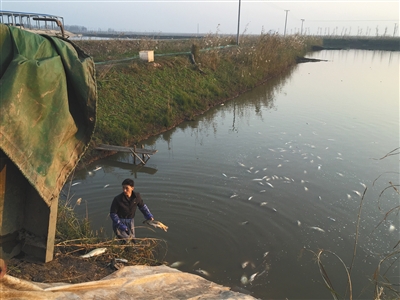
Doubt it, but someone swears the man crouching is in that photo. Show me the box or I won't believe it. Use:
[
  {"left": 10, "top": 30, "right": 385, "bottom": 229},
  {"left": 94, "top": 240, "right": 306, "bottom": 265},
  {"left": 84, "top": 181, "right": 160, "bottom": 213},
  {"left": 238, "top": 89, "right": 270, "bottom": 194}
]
[{"left": 110, "top": 178, "right": 154, "bottom": 243}]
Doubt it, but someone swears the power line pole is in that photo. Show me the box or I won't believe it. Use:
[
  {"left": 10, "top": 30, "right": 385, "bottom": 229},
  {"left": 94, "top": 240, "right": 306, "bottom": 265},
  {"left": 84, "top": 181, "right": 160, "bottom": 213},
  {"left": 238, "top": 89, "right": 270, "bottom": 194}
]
[
  {"left": 283, "top": 9, "right": 289, "bottom": 36},
  {"left": 236, "top": 0, "right": 242, "bottom": 45}
]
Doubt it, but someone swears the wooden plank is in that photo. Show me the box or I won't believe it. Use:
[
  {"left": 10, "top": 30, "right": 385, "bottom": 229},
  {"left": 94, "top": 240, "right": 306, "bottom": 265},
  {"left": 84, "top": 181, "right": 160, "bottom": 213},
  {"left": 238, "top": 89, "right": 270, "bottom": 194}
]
[
  {"left": 131, "top": 149, "right": 146, "bottom": 165},
  {"left": 96, "top": 144, "right": 158, "bottom": 155}
]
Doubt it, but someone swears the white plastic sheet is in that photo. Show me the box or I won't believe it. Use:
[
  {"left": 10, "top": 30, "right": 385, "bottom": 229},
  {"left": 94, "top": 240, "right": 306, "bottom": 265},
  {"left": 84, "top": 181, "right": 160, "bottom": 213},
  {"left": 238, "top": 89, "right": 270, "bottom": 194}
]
[{"left": 0, "top": 266, "right": 255, "bottom": 300}]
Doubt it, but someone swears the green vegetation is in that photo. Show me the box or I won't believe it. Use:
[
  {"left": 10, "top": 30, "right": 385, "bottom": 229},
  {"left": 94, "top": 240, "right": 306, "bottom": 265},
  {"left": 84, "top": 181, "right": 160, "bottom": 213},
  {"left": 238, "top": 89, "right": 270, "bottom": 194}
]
[{"left": 76, "top": 34, "right": 322, "bottom": 162}]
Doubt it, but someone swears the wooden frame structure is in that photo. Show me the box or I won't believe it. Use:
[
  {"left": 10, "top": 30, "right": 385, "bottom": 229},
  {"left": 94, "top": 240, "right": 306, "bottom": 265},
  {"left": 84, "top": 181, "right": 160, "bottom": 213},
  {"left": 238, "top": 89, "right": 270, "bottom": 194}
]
[{"left": 95, "top": 144, "right": 158, "bottom": 165}]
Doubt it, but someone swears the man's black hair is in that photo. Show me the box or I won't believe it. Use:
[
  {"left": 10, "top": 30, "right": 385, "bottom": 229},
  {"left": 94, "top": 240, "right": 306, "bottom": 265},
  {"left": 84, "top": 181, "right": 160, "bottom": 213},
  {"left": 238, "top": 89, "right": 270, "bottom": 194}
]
[{"left": 122, "top": 178, "right": 135, "bottom": 187}]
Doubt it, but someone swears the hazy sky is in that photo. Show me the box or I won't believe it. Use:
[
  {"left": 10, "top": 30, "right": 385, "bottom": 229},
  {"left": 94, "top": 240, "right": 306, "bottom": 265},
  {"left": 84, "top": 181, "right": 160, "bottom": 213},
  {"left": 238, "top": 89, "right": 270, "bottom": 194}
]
[{"left": 0, "top": 0, "right": 400, "bottom": 36}]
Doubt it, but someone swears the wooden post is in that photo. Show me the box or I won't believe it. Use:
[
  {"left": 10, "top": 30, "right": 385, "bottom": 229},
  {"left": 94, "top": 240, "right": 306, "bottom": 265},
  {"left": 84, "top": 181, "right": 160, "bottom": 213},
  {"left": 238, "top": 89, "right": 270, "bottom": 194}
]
[{"left": 0, "top": 151, "right": 58, "bottom": 262}]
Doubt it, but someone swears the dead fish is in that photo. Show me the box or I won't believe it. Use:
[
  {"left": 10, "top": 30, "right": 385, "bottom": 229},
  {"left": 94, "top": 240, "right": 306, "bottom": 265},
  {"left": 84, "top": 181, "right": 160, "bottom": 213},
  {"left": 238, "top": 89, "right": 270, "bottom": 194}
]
[
  {"left": 80, "top": 248, "right": 107, "bottom": 258},
  {"left": 196, "top": 269, "right": 210, "bottom": 276},
  {"left": 169, "top": 261, "right": 183, "bottom": 268},
  {"left": 310, "top": 226, "right": 325, "bottom": 232},
  {"left": 143, "top": 220, "right": 168, "bottom": 232},
  {"left": 249, "top": 272, "right": 258, "bottom": 284},
  {"left": 240, "top": 274, "right": 249, "bottom": 285}
]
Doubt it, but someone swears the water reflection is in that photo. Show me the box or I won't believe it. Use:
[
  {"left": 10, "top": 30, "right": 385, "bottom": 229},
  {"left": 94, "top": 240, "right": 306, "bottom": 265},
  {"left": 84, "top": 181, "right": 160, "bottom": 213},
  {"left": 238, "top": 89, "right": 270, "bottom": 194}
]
[{"left": 73, "top": 50, "right": 400, "bottom": 299}]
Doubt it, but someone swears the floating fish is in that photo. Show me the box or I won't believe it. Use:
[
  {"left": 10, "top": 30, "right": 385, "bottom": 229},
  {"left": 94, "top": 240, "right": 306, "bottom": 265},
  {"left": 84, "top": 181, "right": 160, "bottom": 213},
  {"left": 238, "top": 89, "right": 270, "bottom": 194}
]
[
  {"left": 80, "top": 248, "right": 107, "bottom": 258},
  {"left": 249, "top": 272, "right": 258, "bottom": 284},
  {"left": 143, "top": 220, "right": 168, "bottom": 232},
  {"left": 196, "top": 269, "right": 210, "bottom": 276},
  {"left": 169, "top": 261, "right": 183, "bottom": 268},
  {"left": 240, "top": 274, "right": 249, "bottom": 285},
  {"left": 310, "top": 226, "right": 325, "bottom": 232}
]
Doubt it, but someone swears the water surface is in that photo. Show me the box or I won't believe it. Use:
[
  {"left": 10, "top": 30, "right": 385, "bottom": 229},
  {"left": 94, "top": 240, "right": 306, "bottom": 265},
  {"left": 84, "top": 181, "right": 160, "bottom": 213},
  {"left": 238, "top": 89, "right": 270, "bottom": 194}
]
[{"left": 71, "top": 50, "right": 399, "bottom": 299}]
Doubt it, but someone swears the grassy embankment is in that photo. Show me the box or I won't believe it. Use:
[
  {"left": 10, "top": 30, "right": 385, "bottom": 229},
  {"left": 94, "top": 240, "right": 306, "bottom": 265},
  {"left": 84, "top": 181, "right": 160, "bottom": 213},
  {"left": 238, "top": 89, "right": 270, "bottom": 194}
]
[
  {"left": 56, "top": 34, "right": 320, "bottom": 264},
  {"left": 76, "top": 34, "right": 322, "bottom": 163}
]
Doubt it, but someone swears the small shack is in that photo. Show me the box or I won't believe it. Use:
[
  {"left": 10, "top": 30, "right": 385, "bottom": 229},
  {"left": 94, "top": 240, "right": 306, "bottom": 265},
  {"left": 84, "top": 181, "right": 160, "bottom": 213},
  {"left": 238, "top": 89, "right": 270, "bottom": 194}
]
[{"left": 0, "top": 24, "right": 97, "bottom": 262}]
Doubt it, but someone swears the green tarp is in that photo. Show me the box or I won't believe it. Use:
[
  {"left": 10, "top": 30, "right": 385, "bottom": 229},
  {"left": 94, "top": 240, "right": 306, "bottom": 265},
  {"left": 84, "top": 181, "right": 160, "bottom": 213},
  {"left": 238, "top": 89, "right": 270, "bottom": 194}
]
[{"left": 0, "top": 24, "right": 97, "bottom": 206}]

═══

Problem requirements: Repeat the data in full and exactly. Omit pictures.

Correct output:
Doubt it, but someone swears the man crouching is in that photo. Show me the box or I won't believe it. Use:
[
  {"left": 10, "top": 30, "right": 385, "bottom": 229},
  {"left": 94, "top": 240, "right": 306, "bottom": 265},
  {"left": 84, "top": 181, "right": 160, "bottom": 213},
  {"left": 238, "top": 89, "right": 270, "bottom": 194}
]
[{"left": 110, "top": 178, "right": 154, "bottom": 243}]
Doubt it, but someone swears the power line pole is in that photo. Show me the box or I won't believe it. Use:
[
  {"left": 10, "top": 30, "right": 385, "bottom": 229},
  {"left": 94, "top": 240, "right": 306, "bottom": 265},
  {"left": 84, "top": 181, "right": 160, "bottom": 213},
  {"left": 238, "top": 89, "right": 270, "bottom": 194}
]
[
  {"left": 283, "top": 9, "right": 289, "bottom": 36},
  {"left": 236, "top": 0, "right": 242, "bottom": 45}
]
Doubt it, but someone swears the wooden plank is in that photo. Show me the box or I won't believe it. Use:
[
  {"left": 10, "top": 30, "right": 385, "bottom": 229},
  {"left": 94, "top": 240, "right": 306, "bottom": 265},
  {"left": 84, "top": 181, "right": 160, "bottom": 213},
  {"left": 238, "top": 89, "right": 270, "bottom": 194}
]
[
  {"left": 131, "top": 149, "right": 146, "bottom": 165},
  {"left": 96, "top": 144, "right": 158, "bottom": 155}
]
Doubt it, but someone swears the white plastic sheet is in that photo. Show me the box or I won't believe it. Use:
[
  {"left": 10, "top": 30, "right": 385, "bottom": 229},
  {"left": 94, "top": 240, "right": 306, "bottom": 265},
  {"left": 84, "top": 181, "right": 160, "bottom": 213},
  {"left": 238, "top": 89, "right": 270, "bottom": 194}
]
[{"left": 0, "top": 266, "right": 255, "bottom": 300}]
Doubt it, but someone swears the green vegetation is in that photo. Show me the box or I won't believe it. Use:
[
  {"left": 10, "top": 30, "right": 385, "bottom": 229},
  {"left": 94, "top": 240, "right": 306, "bottom": 265},
  {"left": 84, "top": 181, "right": 160, "bottom": 213},
  {"left": 238, "top": 89, "right": 270, "bottom": 194}
]
[{"left": 76, "top": 34, "right": 322, "bottom": 162}]
Doubt it, but someone swears the wooden frame structure is in that photo. Show me the box or I won't believe it. Use:
[
  {"left": 10, "top": 30, "right": 385, "bottom": 229},
  {"left": 94, "top": 240, "right": 306, "bottom": 265},
  {"left": 84, "top": 181, "right": 160, "bottom": 213},
  {"left": 238, "top": 89, "right": 270, "bottom": 194}
]
[{"left": 95, "top": 144, "right": 158, "bottom": 165}]
Doubt it, but someone swears the man's black hair is in that photo. Show me the box or I won't believe it. Use:
[
  {"left": 10, "top": 30, "right": 385, "bottom": 229},
  {"left": 94, "top": 240, "right": 306, "bottom": 265},
  {"left": 84, "top": 181, "right": 160, "bottom": 213},
  {"left": 238, "top": 89, "right": 270, "bottom": 194}
]
[{"left": 122, "top": 178, "right": 135, "bottom": 187}]
Doubt it, but someone swears the hazy sky is in that photo. Show me the box or I won't believe it. Use:
[
  {"left": 10, "top": 30, "right": 385, "bottom": 229},
  {"left": 94, "top": 240, "right": 306, "bottom": 265},
  {"left": 84, "top": 181, "right": 160, "bottom": 213},
  {"left": 238, "top": 89, "right": 270, "bottom": 194}
]
[{"left": 0, "top": 0, "right": 400, "bottom": 36}]
Doubt it, but someone swears the wooden post is in that photo. Show me the box or I won't believe it. Use:
[
  {"left": 10, "top": 30, "right": 385, "bottom": 229},
  {"left": 94, "top": 240, "right": 306, "bottom": 265},
  {"left": 84, "top": 181, "right": 160, "bottom": 213},
  {"left": 238, "top": 89, "right": 270, "bottom": 194}
]
[{"left": 0, "top": 151, "right": 58, "bottom": 262}]
Doubt it, but someone swears the dead fish is in that photo. Show me the box or I won't believe it. Use:
[
  {"left": 10, "top": 30, "right": 385, "bottom": 229},
  {"left": 94, "top": 240, "right": 306, "bottom": 265},
  {"left": 84, "top": 181, "right": 160, "bottom": 213},
  {"left": 238, "top": 89, "right": 270, "bottom": 194}
]
[
  {"left": 80, "top": 248, "right": 107, "bottom": 258},
  {"left": 196, "top": 269, "right": 210, "bottom": 276},
  {"left": 169, "top": 261, "right": 183, "bottom": 268},
  {"left": 310, "top": 226, "right": 325, "bottom": 232},
  {"left": 143, "top": 220, "right": 168, "bottom": 232},
  {"left": 249, "top": 272, "right": 258, "bottom": 284},
  {"left": 240, "top": 274, "right": 249, "bottom": 285}
]
Doubt it, but someone swears the water reflection is in that photo. Show me the box or I won't believe it. Use:
[
  {"left": 10, "top": 30, "right": 385, "bottom": 229},
  {"left": 94, "top": 240, "right": 306, "bottom": 265},
  {"left": 84, "top": 181, "right": 160, "bottom": 213},
  {"left": 238, "top": 89, "right": 270, "bottom": 194}
]
[{"left": 73, "top": 50, "right": 400, "bottom": 299}]
Doubt it, but someone swears the floating fish is in that photo. Show me the box or I won't believe it. Use:
[
  {"left": 10, "top": 30, "right": 385, "bottom": 229},
  {"left": 94, "top": 240, "right": 306, "bottom": 265},
  {"left": 84, "top": 181, "right": 160, "bottom": 213},
  {"left": 238, "top": 89, "right": 270, "bottom": 194}
]
[
  {"left": 80, "top": 248, "right": 107, "bottom": 258},
  {"left": 249, "top": 272, "right": 258, "bottom": 284},
  {"left": 143, "top": 220, "right": 168, "bottom": 232},
  {"left": 196, "top": 269, "right": 210, "bottom": 276},
  {"left": 169, "top": 261, "right": 183, "bottom": 268},
  {"left": 240, "top": 274, "right": 249, "bottom": 285},
  {"left": 310, "top": 226, "right": 325, "bottom": 232}
]
Doubt it, but someone swears the water surface is in that photo. Show me the box or I won't believe it. Use:
[
  {"left": 10, "top": 30, "right": 385, "bottom": 229},
  {"left": 94, "top": 240, "right": 306, "bottom": 265},
  {"left": 84, "top": 181, "right": 160, "bottom": 213},
  {"left": 238, "top": 89, "right": 270, "bottom": 194}
]
[{"left": 71, "top": 50, "right": 399, "bottom": 299}]
Doubt it, but someone swears the grassy embankment is in that photo. Show me the box or I won't believe it. Use:
[
  {"left": 10, "top": 30, "right": 385, "bottom": 229},
  {"left": 94, "top": 240, "right": 306, "bottom": 265},
  {"left": 84, "top": 181, "right": 160, "bottom": 213},
  {"left": 238, "top": 89, "right": 270, "bottom": 194}
]
[
  {"left": 56, "top": 34, "right": 320, "bottom": 264},
  {"left": 76, "top": 34, "right": 322, "bottom": 163}
]
Doubt it, but someone swears the small shack is in that photo. Show me the box or I won't believe it. Use:
[
  {"left": 10, "top": 30, "right": 385, "bottom": 229},
  {"left": 94, "top": 240, "right": 306, "bottom": 265},
  {"left": 84, "top": 181, "right": 160, "bottom": 213},
  {"left": 238, "top": 89, "right": 270, "bottom": 194}
]
[{"left": 0, "top": 24, "right": 97, "bottom": 262}]
Doubt it, but someone swears the green tarp is in that photo. Show me the box or I won't believe it. Use:
[
  {"left": 10, "top": 30, "right": 385, "bottom": 229},
  {"left": 94, "top": 240, "right": 306, "bottom": 265},
  {"left": 84, "top": 181, "right": 160, "bottom": 213},
  {"left": 238, "top": 89, "right": 270, "bottom": 194}
]
[{"left": 0, "top": 24, "right": 97, "bottom": 206}]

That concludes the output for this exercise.